* **Task**
Your task is to retype each line of the data below exactly.

* **Dataset extract**
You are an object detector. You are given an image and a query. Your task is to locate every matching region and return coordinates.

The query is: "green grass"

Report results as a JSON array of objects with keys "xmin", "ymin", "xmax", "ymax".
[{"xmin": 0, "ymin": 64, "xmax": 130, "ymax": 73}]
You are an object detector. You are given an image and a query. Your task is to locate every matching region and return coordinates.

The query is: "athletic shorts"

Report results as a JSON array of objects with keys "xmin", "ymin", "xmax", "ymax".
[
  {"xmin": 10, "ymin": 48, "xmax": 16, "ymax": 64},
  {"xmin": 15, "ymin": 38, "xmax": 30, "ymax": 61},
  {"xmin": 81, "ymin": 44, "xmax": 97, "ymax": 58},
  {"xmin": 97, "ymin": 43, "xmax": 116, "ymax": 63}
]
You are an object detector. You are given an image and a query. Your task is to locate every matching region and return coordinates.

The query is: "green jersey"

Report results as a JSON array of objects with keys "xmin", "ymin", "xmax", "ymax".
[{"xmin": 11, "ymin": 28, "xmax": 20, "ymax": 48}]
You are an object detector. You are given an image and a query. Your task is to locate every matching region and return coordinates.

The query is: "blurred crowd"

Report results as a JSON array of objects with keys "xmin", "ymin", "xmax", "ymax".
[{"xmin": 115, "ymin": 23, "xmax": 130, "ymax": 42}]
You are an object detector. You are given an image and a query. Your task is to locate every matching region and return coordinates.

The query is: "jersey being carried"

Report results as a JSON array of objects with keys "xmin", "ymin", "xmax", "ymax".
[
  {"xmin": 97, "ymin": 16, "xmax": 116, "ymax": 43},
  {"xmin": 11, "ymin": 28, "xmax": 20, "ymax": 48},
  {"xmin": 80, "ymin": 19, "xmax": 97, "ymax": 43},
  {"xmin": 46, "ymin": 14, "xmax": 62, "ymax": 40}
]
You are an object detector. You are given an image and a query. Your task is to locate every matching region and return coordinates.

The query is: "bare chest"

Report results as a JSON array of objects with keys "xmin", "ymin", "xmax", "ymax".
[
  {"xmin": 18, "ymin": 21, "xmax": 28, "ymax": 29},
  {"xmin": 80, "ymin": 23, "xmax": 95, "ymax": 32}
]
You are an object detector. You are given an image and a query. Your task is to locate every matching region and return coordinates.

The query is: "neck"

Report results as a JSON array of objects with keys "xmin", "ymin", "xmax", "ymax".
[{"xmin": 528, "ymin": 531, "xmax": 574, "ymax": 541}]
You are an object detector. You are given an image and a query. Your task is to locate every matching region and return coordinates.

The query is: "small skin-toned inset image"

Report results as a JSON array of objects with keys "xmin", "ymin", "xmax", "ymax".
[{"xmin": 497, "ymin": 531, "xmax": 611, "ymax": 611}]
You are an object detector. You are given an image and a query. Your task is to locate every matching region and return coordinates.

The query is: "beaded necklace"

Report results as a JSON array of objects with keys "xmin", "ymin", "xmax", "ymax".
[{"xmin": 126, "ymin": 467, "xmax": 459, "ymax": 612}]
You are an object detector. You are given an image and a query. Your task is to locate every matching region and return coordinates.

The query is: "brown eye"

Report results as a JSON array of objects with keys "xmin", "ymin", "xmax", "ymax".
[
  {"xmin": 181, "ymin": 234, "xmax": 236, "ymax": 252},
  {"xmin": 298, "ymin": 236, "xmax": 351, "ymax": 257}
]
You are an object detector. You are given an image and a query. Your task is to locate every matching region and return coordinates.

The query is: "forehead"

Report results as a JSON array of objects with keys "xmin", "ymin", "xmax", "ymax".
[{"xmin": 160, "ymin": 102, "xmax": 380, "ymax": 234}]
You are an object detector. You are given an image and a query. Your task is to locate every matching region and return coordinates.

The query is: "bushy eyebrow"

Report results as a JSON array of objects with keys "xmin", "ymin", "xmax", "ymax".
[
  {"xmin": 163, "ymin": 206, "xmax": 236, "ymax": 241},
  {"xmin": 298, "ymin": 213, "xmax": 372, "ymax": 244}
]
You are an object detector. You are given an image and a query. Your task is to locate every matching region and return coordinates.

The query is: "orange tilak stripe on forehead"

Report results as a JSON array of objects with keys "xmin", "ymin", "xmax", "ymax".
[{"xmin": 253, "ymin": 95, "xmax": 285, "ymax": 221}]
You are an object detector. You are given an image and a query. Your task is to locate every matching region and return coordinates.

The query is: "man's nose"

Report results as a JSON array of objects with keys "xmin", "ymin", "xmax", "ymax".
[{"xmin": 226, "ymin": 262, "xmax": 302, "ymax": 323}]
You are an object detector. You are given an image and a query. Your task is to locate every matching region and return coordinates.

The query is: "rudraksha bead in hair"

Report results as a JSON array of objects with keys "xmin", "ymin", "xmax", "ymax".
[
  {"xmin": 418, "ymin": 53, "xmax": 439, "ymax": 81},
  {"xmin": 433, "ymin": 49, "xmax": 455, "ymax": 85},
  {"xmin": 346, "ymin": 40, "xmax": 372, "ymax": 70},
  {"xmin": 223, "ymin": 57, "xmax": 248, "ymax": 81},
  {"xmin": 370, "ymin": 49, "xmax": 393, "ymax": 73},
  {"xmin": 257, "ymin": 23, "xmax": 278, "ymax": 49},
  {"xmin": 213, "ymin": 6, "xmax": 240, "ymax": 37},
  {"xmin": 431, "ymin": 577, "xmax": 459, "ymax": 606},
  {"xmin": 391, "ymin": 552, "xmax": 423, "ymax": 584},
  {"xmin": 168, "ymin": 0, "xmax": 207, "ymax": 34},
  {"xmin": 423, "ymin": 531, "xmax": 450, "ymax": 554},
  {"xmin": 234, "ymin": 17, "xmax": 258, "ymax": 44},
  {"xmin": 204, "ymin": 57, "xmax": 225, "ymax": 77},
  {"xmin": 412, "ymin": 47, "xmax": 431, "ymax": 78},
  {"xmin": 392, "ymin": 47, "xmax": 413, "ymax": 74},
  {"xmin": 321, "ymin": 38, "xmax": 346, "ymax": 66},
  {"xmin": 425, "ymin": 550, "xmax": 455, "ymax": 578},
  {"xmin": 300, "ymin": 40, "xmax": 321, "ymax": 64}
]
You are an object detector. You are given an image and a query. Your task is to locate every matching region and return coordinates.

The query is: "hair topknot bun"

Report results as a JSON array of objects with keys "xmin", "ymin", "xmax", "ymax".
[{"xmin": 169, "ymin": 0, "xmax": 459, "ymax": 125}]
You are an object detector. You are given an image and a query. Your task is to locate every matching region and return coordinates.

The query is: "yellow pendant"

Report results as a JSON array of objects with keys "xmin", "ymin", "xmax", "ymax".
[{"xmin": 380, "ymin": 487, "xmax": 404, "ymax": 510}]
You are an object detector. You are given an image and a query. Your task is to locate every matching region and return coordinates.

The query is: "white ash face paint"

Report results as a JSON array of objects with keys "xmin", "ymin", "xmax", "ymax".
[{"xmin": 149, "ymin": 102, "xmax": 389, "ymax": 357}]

* **Solution**
You are an object detector. You are given an image and a query. Your task is to locate every matching region and return coordinates.

The query is: "green grass"

Report results as a JSON array of objects with keys "xmin", "ymin", "xmax", "ymax".
[{"xmin": 0, "ymin": 64, "xmax": 130, "ymax": 73}]
You are an object detector. You are given an image and a query. Your task is to locate every matching region and return coordinates.

The query is: "athletic shorts"

Report results as a JSON array of objects with keys "xmin", "ymin", "xmax", "ymax".
[
  {"xmin": 10, "ymin": 48, "xmax": 16, "ymax": 64},
  {"xmin": 15, "ymin": 38, "xmax": 30, "ymax": 61},
  {"xmin": 81, "ymin": 44, "xmax": 97, "ymax": 58},
  {"xmin": 97, "ymin": 43, "xmax": 116, "ymax": 63}
]
You are an object detector. You are given an image and a query. Your task is to locate every matching region and return coordinates.

The query is: "green jersey"

Report results as a JSON array of objects with keys "xmin", "ymin", "xmax", "ymax".
[{"xmin": 11, "ymin": 28, "xmax": 20, "ymax": 48}]
You are an object detector. You are given an image and a query. Your task is to locate every matching region and return coordinates.

The query is: "blurred crowd"

Report results as a JSON array of objects with keys "xmin", "ymin", "xmax", "ymax".
[{"xmin": 115, "ymin": 23, "xmax": 130, "ymax": 42}]
You are an object detector. You are given an image and a query. Your task is to locate every matching region and return coordinates.

The query is: "jersey being carried"

Report results as a JSON array of objects with keys "xmin", "ymin", "xmax", "ymax".
[
  {"xmin": 97, "ymin": 16, "xmax": 116, "ymax": 43},
  {"xmin": 11, "ymin": 28, "xmax": 20, "ymax": 48},
  {"xmin": 80, "ymin": 19, "xmax": 97, "ymax": 43},
  {"xmin": 46, "ymin": 14, "xmax": 62, "ymax": 40}
]
You are an object detector. You are given an image and a query. Your task is to locate every matching region and return coordinates.

The query is: "bare chest"

Report results as a JSON array of objects with keys "xmin", "ymin", "xmax", "ymax".
[
  {"xmin": 18, "ymin": 21, "xmax": 28, "ymax": 29},
  {"xmin": 80, "ymin": 23, "xmax": 95, "ymax": 32}
]
You are an object detector. You are given an image and a query. Your task is to locate every matching region and return coordinates.

The query is: "neck"

Report results as a JSON array of objects with keys "xmin", "ymin", "xmax", "ymax".
[{"xmin": 528, "ymin": 531, "xmax": 574, "ymax": 541}]
You are an object detector. You are given an image and a query. Your task is to locate every matching region and return coordinates.

The query is: "small skin-toned inset image"

Report results as a JSON array of objects with keys "xmin", "ymin", "xmax", "ymax".
[{"xmin": 497, "ymin": 531, "xmax": 611, "ymax": 611}]
You are an object detector. You are given an image and a query. Your task is to locate every matching region and return coordinates.

The query is: "beaded necklace"

Report results as a JSON array of objects with keys "xmin", "ymin", "xmax", "ymax".
[{"xmin": 126, "ymin": 467, "xmax": 459, "ymax": 612}]
You are an object detector. You are given an image and a query. Your task is to locate every matching region and return coordinates.

The query is: "brown eye"

Report results as a JSON array of objects with keys "xmin", "ymin", "xmax", "ymax".
[
  {"xmin": 181, "ymin": 234, "xmax": 236, "ymax": 252},
  {"xmin": 298, "ymin": 236, "xmax": 351, "ymax": 257}
]
You are an object detector. You are given an image and a query. Your task is to locate every matching region and return coordinates.

The query is: "forehead"

Report results as a JSON array of objects with keys "xmin", "ymin", "xmax", "ymax".
[{"xmin": 160, "ymin": 102, "xmax": 380, "ymax": 234}]
You are an object detector. You are given an image and a query. Your task is to locate every matching region and return coordinates.

The query is: "bushy eyebrow"

Report results as a JSON array of objects with keys "xmin", "ymin", "xmax", "ymax".
[
  {"xmin": 163, "ymin": 206, "xmax": 236, "ymax": 241},
  {"xmin": 298, "ymin": 213, "xmax": 372, "ymax": 244}
]
You are an object detector. You are given an image and a query. Your task is to locate every matching region and return coordinates.

The query is: "orange tilak stripe on forehead"

Report results as a JSON array of objects with keys "xmin", "ymin", "xmax", "ymax".
[{"xmin": 253, "ymin": 95, "xmax": 285, "ymax": 221}]
You are an object detector. You are given an image and a query. Your task is to locate every matching region and return coordinates.

The query is: "man's nose"

Report results as a JSON array of objects with keys "xmin", "ymin", "xmax", "ymax".
[{"xmin": 226, "ymin": 262, "xmax": 302, "ymax": 323}]
You are an object detector. You are given an image and a query. Your task is to locate every matching region and return coordinates.

The query is: "rudraksha bead in hair"

Report results as a JSON array of objects with keys "xmin", "ymin", "xmax", "ymax".
[
  {"xmin": 418, "ymin": 53, "xmax": 439, "ymax": 81},
  {"xmin": 433, "ymin": 49, "xmax": 455, "ymax": 85},
  {"xmin": 346, "ymin": 40, "xmax": 372, "ymax": 70},
  {"xmin": 223, "ymin": 57, "xmax": 248, "ymax": 81},
  {"xmin": 370, "ymin": 49, "xmax": 393, "ymax": 73},
  {"xmin": 257, "ymin": 23, "xmax": 278, "ymax": 49},
  {"xmin": 213, "ymin": 6, "xmax": 240, "ymax": 37},
  {"xmin": 431, "ymin": 577, "xmax": 459, "ymax": 606},
  {"xmin": 391, "ymin": 552, "xmax": 423, "ymax": 584},
  {"xmin": 168, "ymin": 0, "xmax": 207, "ymax": 34},
  {"xmin": 423, "ymin": 531, "xmax": 450, "ymax": 554},
  {"xmin": 234, "ymin": 17, "xmax": 258, "ymax": 44},
  {"xmin": 204, "ymin": 57, "xmax": 225, "ymax": 77},
  {"xmin": 412, "ymin": 47, "xmax": 431, "ymax": 78},
  {"xmin": 392, "ymin": 47, "xmax": 413, "ymax": 74},
  {"xmin": 321, "ymin": 38, "xmax": 346, "ymax": 66},
  {"xmin": 425, "ymin": 550, "xmax": 455, "ymax": 578},
  {"xmin": 300, "ymin": 40, "xmax": 321, "ymax": 64}
]
You are an object detector. You are given an image and a query. Your task is to locate every matching region and return coordinates.

The query is: "hair topknot bun"

Report results as a JSON array of objects with keys "xmin", "ymin", "xmax", "ymax".
[{"xmin": 169, "ymin": 0, "xmax": 459, "ymax": 125}]
You are an object detector. You are given an image and a query. Your task is to locate every matching region and return coordinates.

The query is: "yellow pendant"

Report results as a JSON array of objects with keys "xmin", "ymin", "xmax", "ymax".
[{"xmin": 380, "ymin": 487, "xmax": 404, "ymax": 510}]
You are an object detector. You are given an image and a query. Your task is to locate every matching region and return coordinates.

The query is: "white ash face paint"

Report results as a JSON array of objects with keys "xmin", "ymin", "xmax", "ymax".
[{"xmin": 149, "ymin": 102, "xmax": 389, "ymax": 357}]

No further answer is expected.